### TEXT EXTRACT

Commonwealth Local Government Forum

Youth participation in local government

09 September 2021

The importance of ensuring that youth inclusion is enshrined in the practices of all councils and local government was the unanimous view at the third, and final Dialogue this week, as part of the Connecting the Dots project. Again, in line with the project funded by UK Aid, through the Jo Cox Memorial Fund, the issue of youth was focused on the four countries of Eswatini, Lesotho, Zambia and Zimbabwe. 

More importantly are the views on how youth involvement can be promoted and sustained, particularly when 60% of the Commonwealth’s 2.4 billion population is under the age of 30.

As the important work towards achieving the SDGs continues, there has never been a more appropriate time to involve, and hear from young people in the development of our communities. The webinar’s facilitator, Gender Links' Monitoring & Evaluation Officer, Tapiwa Zvaraya, set the scene by explaining that, although this joint CLGF – Gender Links project is nearing an end, it is vital to look at ways of sustaining youth involvement in local government and service delivery, to ensure local services meet the needs of young people. How can we provide support, not just financially, but in terms of human and social support? 

Masetetsane Nkhaba, from the Ministry of Local Government in Lesotho, kicked off the presentations by explaining that Lesotho has held a service day for young people. He stressed, however, that this dialogue was a real wake-up call, in terms of the urgency in involving young people in local government; and the great need to formalise strategies to ensure youth involvement. He went on to describe Lesotho’s ‘Gateway approach’, which is a guide for channeling issues through the districts for local delivery. He explained the requirement for at least 10% of all job vacancies to be filled by youth.  He stressed that it was particularly important to have youth involvement in health-related issues and gender-based violence; and to develop other sector-specific areas where young people are put firmly at the centre of planning. Local government must be able to keep track of service delivery needs.

######

REQUESTS:
1) Reproduce the youth participation article between "Commonwealth Local Government" and "the age of 30.", inclusive.
2) According to the youth participation article, what minimum share of all job vacancies in Lesotho must be filled by youth?
3) Extend the article on youth participation in local government past its final sentence.

### SUPPLIED INFORMATION

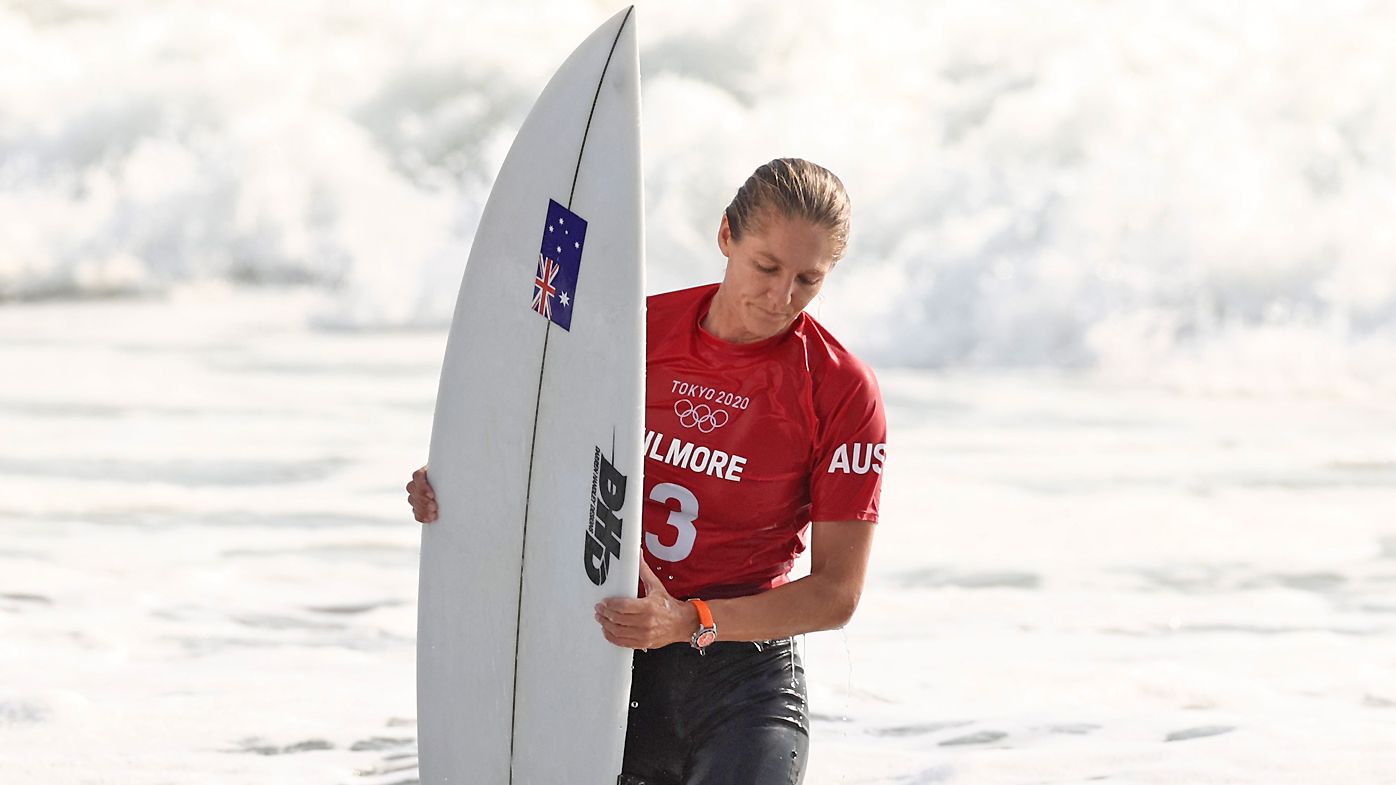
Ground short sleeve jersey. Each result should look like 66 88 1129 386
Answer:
642 285 886 599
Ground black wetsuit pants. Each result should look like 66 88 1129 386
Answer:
620 638 810 785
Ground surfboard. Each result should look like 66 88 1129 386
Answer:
417 8 645 785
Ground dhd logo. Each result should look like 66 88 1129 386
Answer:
584 447 625 585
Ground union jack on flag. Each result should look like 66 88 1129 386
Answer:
533 200 586 331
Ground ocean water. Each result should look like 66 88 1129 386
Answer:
0 0 1396 391
0 288 1396 785
0 0 1396 785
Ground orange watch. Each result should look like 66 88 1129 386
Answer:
688 599 718 654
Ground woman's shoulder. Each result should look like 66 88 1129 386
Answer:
645 284 718 313
799 313 878 394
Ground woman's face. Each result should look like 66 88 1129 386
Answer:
718 212 833 341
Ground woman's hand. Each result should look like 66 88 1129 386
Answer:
408 467 437 524
596 555 698 648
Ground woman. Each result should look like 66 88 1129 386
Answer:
408 158 886 785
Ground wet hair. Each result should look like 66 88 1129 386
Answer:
726 158 853 261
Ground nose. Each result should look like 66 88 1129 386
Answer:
766 275 794 310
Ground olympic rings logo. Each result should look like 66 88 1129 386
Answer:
674 398 729 433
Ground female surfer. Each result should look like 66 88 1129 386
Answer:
408 158 886 785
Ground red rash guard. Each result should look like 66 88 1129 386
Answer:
644 284 886 599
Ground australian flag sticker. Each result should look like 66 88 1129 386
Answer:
533 200 586 331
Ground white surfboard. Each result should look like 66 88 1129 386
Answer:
417 8 645 785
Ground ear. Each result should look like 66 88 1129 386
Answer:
718 212 732 257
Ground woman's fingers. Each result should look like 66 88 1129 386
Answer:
408 467 437 524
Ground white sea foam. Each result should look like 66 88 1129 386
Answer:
0 289 1396 785
0 0 1396 391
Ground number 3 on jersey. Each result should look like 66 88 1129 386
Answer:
645 482 698 562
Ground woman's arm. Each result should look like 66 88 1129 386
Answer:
596 521 877 648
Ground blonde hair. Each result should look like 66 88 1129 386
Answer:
726 158 853 261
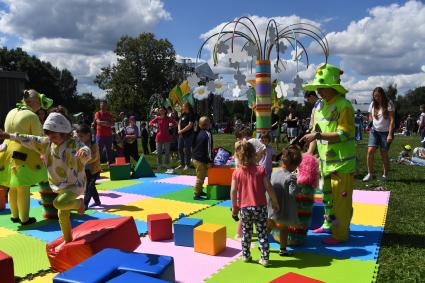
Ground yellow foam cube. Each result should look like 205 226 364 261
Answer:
193 223 226 255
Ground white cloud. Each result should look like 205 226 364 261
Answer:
0 0 171 92
327 1 425 76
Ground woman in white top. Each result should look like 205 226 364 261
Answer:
363 87 394 181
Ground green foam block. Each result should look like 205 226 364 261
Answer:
0 234 50 281
109 163 131 180
134 154 155 178
207 185 230 200
204 251 377 283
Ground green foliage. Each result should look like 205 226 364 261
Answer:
95 33 178 119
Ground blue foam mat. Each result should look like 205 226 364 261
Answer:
270 224 384 261
115 182 190 197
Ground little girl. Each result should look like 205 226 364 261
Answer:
0 112 91 246
230 140 279 267
77 124 102 210
267 145 302 256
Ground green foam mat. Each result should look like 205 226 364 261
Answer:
190 206 238 239
96 180 141 191
206 251 377 283
158 188 222 205
0 234 50 281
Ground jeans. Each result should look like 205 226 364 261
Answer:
156 142 170 166
96 136 114 164
178 133 193 166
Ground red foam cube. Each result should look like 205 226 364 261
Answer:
269 272 325 283
0 251 15 283
148 213 173 241
46 217 141 272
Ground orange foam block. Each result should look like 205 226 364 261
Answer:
46 217 141 272
208 166 235 186
193 223 226 255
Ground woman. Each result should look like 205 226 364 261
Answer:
0 89 53 225
363 87 394 182
176 102 195 170
149 107 176 169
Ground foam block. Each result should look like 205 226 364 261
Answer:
174 217 202 247
134 154 155 178
0 251 15 283
208 166 235 186
207 185 230 200
148 213 173 241
46 217 141 272
109 163 131 180
270 272 325 283
106 271 168 283
53 249 175 283
193 223 226 255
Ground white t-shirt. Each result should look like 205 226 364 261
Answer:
369 101 394 132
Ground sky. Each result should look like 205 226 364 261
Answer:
0 0 425 102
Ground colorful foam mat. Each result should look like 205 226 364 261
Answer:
0 172 390 283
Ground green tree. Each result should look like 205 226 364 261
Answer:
95 33 179 119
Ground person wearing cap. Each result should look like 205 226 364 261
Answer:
0 89 53 225
302 64 356 245
123 116 139 163
0 112 91 246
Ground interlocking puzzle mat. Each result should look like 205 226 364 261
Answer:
0 174 390 283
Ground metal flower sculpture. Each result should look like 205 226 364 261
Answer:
197 17 329 134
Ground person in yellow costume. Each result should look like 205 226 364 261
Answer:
0 89 53 225
303 64 356 245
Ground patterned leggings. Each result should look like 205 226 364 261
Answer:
241 206 270 260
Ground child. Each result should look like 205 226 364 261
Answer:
192 116 213 200
230 140 279 267
267 145 302 256
259 134 276 178
123 116 139 163
140 122 149 155
0 112 91 246
77 125 101 210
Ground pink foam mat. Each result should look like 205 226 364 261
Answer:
85 191 150 210
154 175 208 186
136 237 241 283
353 190 390 205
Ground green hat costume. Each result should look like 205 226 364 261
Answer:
303 64 348 94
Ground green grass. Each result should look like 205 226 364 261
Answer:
107 134 425 283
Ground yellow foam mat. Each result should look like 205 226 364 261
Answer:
21 273 59 283
0 227 17 238
105 198 209 221
351 202 388 227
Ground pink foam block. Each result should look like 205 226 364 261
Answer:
353 190 390 205
84 191 150 210
136 237 241 283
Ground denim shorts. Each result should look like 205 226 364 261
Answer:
367 129 391 151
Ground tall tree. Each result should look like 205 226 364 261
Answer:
95 33 178 119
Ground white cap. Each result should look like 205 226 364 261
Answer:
43 112 72 134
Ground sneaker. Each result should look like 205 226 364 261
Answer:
258 259 269 267
363 174 373 182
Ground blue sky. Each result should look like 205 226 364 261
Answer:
0 0 425 101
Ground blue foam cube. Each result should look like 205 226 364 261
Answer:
174 217 202 247
53 249 175 283
106 271 168 283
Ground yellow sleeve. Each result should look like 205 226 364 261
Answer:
337 107 355 141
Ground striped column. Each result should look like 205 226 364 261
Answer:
255 60 272 137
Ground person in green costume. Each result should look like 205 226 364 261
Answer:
0 89 53 225
303 64 356 245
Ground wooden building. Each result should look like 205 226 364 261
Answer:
0 70 28 128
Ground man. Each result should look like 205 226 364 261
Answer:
303 64 356 245
94 101 114 164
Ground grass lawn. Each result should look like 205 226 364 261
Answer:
117 134 425 282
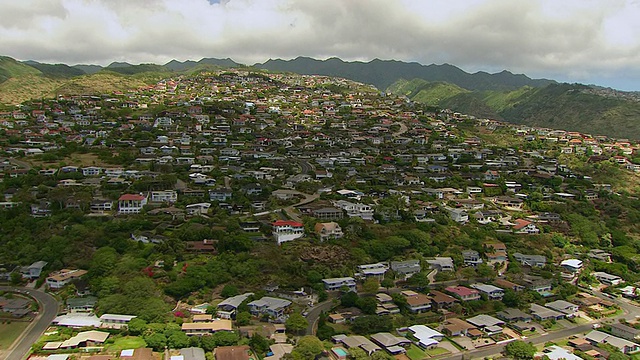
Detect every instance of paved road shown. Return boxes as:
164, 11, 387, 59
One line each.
440, 289, 640, 360
392, 121, 409, 137
0, 286, 59, 360
298, 159, 316, 175
306, 300, 333, 335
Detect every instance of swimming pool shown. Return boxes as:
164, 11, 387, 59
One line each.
331, 348, 349, 358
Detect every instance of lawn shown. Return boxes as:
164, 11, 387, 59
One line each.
425, 348, 449, 356
0, 321, 29, 350
407, 344, 427, 360
105, 336, 147, 351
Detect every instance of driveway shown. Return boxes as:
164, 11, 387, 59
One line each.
0, 286, 60, 360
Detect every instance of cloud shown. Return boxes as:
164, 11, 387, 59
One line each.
0, 0, 640, 89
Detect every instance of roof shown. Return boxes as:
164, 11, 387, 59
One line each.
271, 220, 304, 227
467, 314, 504, 327
371, 332, 411, 348
218, 293, 253, 308
445, 286, 478, 296
214, 345, 249, 360
118, 194, 145, 201
182, 319, 233, 331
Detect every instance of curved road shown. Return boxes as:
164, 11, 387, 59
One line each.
0, 286, 59, 360
440, 289, 640, 360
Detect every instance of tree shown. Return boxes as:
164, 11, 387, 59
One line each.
504, 340, 536, 360
220, 284, 240, 298
340, 291, 359, 307
167, 331, 189, 349
144, 333, 167, 351
362, 278, 380, 293
236, 311, 251, 326
249, 333, 271, 354
380, 278, 396, 290
291, 335, 324, 360
358, 297, 378, 315
127, 318, 147, 335
211, 331, 240, 346
284, 313, 309, 334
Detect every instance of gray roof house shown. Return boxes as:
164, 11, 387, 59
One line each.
247, 296, 291, 319
496, 308, 532, 322
427, 257, 455, 271
513, 253, 547, 267
389, 260, 422, 280
216, 293, 253, 319
529, 304, 564, 320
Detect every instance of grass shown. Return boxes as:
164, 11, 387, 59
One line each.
105, 336, 147, 351
0, 321, 29, 350
425, 348, 449, 356
407, 344, 427, 360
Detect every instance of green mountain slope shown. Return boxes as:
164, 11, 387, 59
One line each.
23, 61, 85, 78
254, 57, 554, 90
387, 79, 640, 139
0, 56, 42, 83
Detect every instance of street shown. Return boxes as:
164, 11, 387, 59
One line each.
0, 286, 59, 360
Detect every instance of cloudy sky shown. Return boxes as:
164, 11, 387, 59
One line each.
0, 0, 640, 90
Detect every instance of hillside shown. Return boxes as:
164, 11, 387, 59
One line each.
387, 79, 640, 139
254, 57, 553, 91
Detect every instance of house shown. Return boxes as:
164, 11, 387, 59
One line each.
445, 286, 480, 301
445, 206, 469, 223
587, 249, 611, 263
271, 220, 304, 245
534, 345, 582, 360
182, 319, 233, 336
389, 260, 422, 280
20, 261, 47, 280
462, 250, 482, 267
511, 219, 540, 235
560, 259, 582, 273
322, 277, 356, 292
46, 269, 87, 289
180, 347, 206, 360
471, 283, 504, 300
429, 290, 458, 309
216, 293, 253, 320
529, 304, 564, 321
314, 221, 344, 241
66, 296, 98, 312
151, 190, 178, 204
356, 263, 389, 281
213, 345, 251, 360
513, 253, 547, 267
584, 330, 640, 354
332, 334, 382, 355
312, 207, 344, 220
491, 196, 524, 211
544, 300, 578, 318
401, 290, 431, 313
118, 194, 147, 215
209, 189, 233, 202
408, 325, 444, 349
442, 318, 482, 337
100, 314, 136, 329
591, 271, 624, 286
467, 314, 504, 335
493, 279, 525, 291
427, 257, 455, 271
371, 332, 411, 355
247, 296, 291, 319
496, 308, 532, 323
611, 323, 640, 342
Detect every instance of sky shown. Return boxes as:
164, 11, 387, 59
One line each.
0, 0, 640, 91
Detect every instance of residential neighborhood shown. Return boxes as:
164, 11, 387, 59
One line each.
0, 69, 640, 360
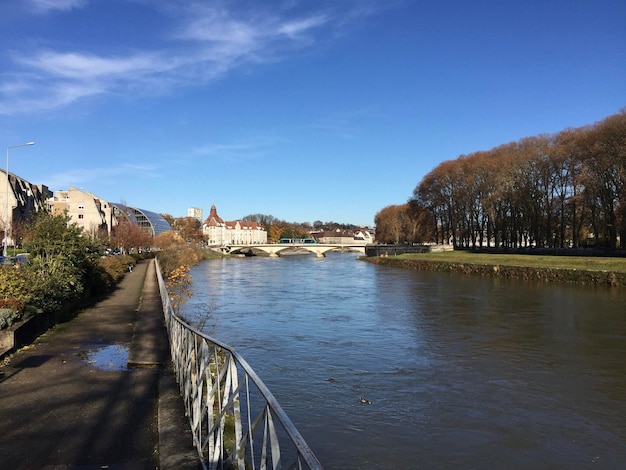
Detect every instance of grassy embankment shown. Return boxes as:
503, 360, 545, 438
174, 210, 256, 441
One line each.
364, 251, 626, 287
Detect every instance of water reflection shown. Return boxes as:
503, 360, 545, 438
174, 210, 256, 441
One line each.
180, 255, 626, 468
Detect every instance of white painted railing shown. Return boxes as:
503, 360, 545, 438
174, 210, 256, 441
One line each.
156, 260, 322, 470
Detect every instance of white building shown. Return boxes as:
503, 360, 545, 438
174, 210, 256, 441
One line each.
187, 207, 204, 223
48, 186, 112, 238
202, 205, 267, 246
47, 186, 171, 238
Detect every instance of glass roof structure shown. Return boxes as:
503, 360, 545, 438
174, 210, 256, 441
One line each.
111, 203, 172, 237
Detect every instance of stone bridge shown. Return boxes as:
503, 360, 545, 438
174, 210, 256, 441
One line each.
218, 243, 365, 258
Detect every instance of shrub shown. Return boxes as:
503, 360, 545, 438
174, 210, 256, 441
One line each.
98, 255, 135, 285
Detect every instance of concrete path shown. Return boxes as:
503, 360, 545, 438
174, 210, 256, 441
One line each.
0, 260, 200, 469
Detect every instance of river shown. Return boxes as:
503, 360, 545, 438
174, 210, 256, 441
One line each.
183, 254, 626, 469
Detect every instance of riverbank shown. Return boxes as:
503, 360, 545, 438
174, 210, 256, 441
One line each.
362, 251, 626, 287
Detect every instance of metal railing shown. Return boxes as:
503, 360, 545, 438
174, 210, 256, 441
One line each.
156, 261, 322, 470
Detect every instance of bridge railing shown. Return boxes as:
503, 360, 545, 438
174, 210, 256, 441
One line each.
156, 261, 322, 470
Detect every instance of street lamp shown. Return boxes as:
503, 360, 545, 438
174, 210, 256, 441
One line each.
2, 142, 35, 258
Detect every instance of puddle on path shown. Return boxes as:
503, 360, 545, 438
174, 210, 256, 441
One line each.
85, 344, 128, 370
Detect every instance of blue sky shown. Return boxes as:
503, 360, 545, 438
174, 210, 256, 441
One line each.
0, 0, 626, 225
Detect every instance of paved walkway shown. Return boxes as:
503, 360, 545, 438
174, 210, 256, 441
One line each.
0, 260, 200, 470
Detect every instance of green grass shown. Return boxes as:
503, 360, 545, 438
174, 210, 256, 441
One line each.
397, 251, 626, 272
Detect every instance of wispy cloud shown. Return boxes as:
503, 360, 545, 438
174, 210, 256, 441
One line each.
191, 139, 273, 163
40, 164, 158, 190
28, 0, 87, 13
0, 0, 360, 115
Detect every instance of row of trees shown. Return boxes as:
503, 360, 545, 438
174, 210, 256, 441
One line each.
377, 110, 626, 249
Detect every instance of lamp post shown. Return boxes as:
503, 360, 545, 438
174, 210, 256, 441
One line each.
2, 142, 35, 258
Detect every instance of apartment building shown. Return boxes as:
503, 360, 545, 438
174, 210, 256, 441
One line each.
202, 205, 267, 246
0, 170, 52, 246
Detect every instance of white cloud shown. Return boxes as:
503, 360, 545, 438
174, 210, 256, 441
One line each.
44, 164, 158, 190
0, 0, 370, 115
29, 0, 87, 13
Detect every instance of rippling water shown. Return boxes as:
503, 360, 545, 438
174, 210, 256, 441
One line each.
184, 254, 626, 469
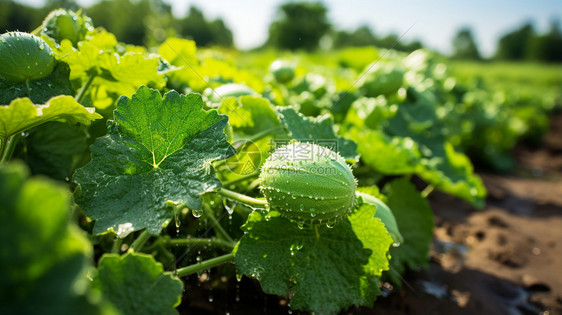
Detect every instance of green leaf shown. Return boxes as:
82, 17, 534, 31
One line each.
235, 210, 392, 313
384, 178, 433, 285
0, 96, 102, 139
219, 96, 281, 136
0, 61, 74, 105
92, 252, 183, 315
57, 29, 166, 109
277, 107, 359, 160
418, 142, 486, 208
356, 190, 404, 243
0, 164, 111, 314
345, 128, 421, 175
73, 86, 234, 234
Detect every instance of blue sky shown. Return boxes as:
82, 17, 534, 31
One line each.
15, 0, 562, 56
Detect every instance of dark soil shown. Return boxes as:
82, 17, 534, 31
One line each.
180, 115, 562, 315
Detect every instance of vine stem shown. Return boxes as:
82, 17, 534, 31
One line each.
74, 74, 96, 104
420, 185, 435, 198
222, 172, 259, 186
111, 236, 123, 254
131, 230, 150, 252
203, 204, 235, 244
214, 127, 283, 168
161, 237, 236, 250
0, 135, 19, 163
217, 188, 267, 207
176, 253, 235, 277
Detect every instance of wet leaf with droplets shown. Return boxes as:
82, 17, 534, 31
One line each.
73, 86, 234, 234
235, 207, 392, 313
92, 252, 183, 314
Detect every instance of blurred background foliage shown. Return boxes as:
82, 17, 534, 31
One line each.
0, 0, 562, 62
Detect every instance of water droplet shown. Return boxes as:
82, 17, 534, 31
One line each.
191, 209, 203, 218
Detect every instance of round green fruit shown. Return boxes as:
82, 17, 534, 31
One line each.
41, 9, 93, 46
0, 32, 55, 82
260, 142, 357, 224
269, 60, 295, 84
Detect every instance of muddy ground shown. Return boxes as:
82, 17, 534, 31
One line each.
180, 114, 562, 315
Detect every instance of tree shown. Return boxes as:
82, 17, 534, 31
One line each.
453, 27, 481, 60
495, 23, 536, 60
268, 2, 330, 51
178, 6, 233, 47
334, 25, 377, 48
526, 21, 562, 62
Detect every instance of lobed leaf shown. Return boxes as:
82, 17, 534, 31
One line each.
235, 206, 392, 313
0, 96, 102, 139
73, 86, 234, 234
92, 252, 183, 315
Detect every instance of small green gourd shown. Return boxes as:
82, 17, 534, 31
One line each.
260, 142, 357, 225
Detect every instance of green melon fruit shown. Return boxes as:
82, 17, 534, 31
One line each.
260, 142, 357, 225
0, 32, 55, 82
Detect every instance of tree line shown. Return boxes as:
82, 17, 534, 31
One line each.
0, 0, 562, 62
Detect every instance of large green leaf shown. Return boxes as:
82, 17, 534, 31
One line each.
14, 121, 88, 180
345, 127, 421, 175
0, 164, 111, 314
277, 107, 359, 160
219, 95, 281, 136
0, 96, 102, 139
235, 210, 392, 313
57, 29, 166, 109
418, 141, 486, 208
0, 61, 74, 105
74, 86, 234, 234
92, 253, 183, 315
384, 178, 433, 285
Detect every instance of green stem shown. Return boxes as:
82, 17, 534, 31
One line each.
74, 74, 96, 103
111, 236, 123, 254
162, 237, 236, 250
176, 253, 235, 277
0, 134, 20, 163
203, 204, 235, 244
214, 127, 283, 168
236, 127, 283, 151
217, 188, 267, 208
131, 230, 150, 252
222, 172, 259, 186
420, 185, 435, 198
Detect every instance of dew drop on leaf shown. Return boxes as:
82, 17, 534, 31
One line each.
191, 209, 203, 218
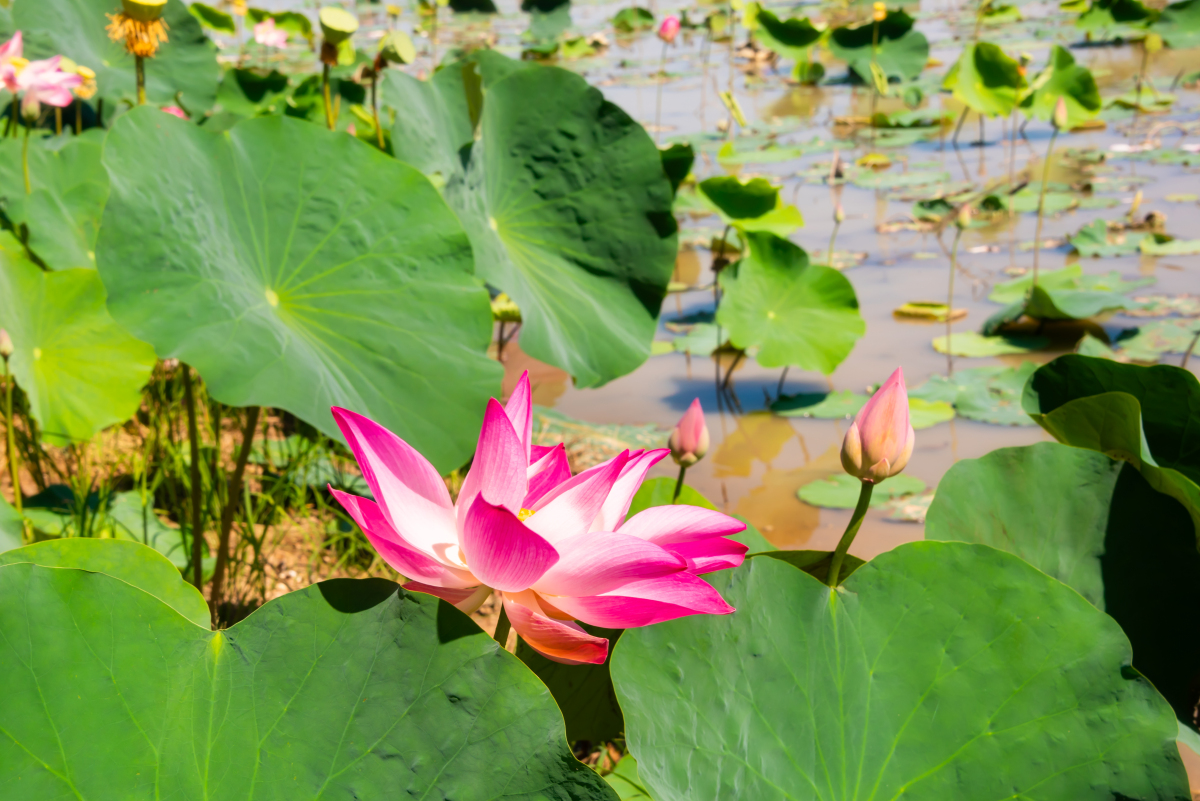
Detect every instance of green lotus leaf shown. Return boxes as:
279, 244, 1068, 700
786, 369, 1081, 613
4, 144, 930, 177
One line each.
1021, 355, 1200, 534
829, 10, 929, 84
0, 130, 108, 270
0, 537, 210, 628
942, 42, 1025, 116
612, 544, 1188, 801
716, 227, 866, 375
97, 109, 500, 471
12, 0, 220, 120
0, 564, 616, 801
1021, 44, 1103, 128
0, 233, 155, 445
925, 442, 1200, 724
384, 54, 677, 386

######

ANSWERS:
1)
Commonwealth Local Government Forum

Youth participation in local government

09 September 2021

The importance of ensuring that youth inclusion is enshrined in the practices of all councils and local government was the unanimous view at the third, and final Dialogue this week, as part of the Connecting the Dots project. Again, in line with the project funded by UK Aid, through the Jo Cox Memorial Fund, the issue of youth was focused on the four countries of Eswatini, Lesotho, Zambia and Zimbabwe. 

More importantly are the views on how youth involvement can be promoted and sustained, particularly when 60% of the Commonwealth’s 2.4 billion population is under the age of 30.

2) At least 10%.

3)
Josephine Kapinga, from Zambia’s local government association – LGAZ - agreed with these sentiments and the need for young people to understand more about local government services to be able to input. Zambia has several youth friendly platforms in which to raise issues and give feedback. Youth must be engaged in planning and implementation when councils are making these important decisions that directly affect them, and their futures. She said there is a good youth element to local politics in Zambia, but more structures, like youth councils, must be created to involve young people in all development issues, and to participate in all programmes. Local government must take ownership of this and build the capacity of youth to make meaningful contributions. She raised the issue of e-governance and extending it beyond the realms of WhatsApp, to suit the advanced techno-competences of youth. Junior councillor peer learning is also a helpful tool and formulating deliberate policies to enable young people.

The Executive Director of Zimbabwe’s National Junior Councils’ Association, Shingirirai Chikazhe, described how his organisation had a mandate to lobby and advocate for youth service delivery. Involving young people in the local service areas that affect them the most – for example, education, youth care, infrastructure and leisure facilities - is the most sensible thing to do, because of their experiences and understanding. He stressed the need for more youth involvement in budgeting and planning, including young councillors taking part in discussions around the areas and services that they think need improvement. Many young people are taking on junior mayoral positions, which are quite senior roles.

Gordon Mbuli from Eswatini’s local government association, described how the project has helped with youth involvement and tracking service delivery. Eswatini had been ahead of the game, in already having a number of junior councils, but lack of funding curtailed any progress. He expressed a need to set up national structures to give young people a voice, supported by clear policies and strategies. This must be instituted and formalised in all local authorities, ensuring youth voices are heard by tracking services. He agreed on the need for youth participation in budgetary processes and highlighted the vibrancy of youth and the enormous potential contribution they can make to local communities and local democracy.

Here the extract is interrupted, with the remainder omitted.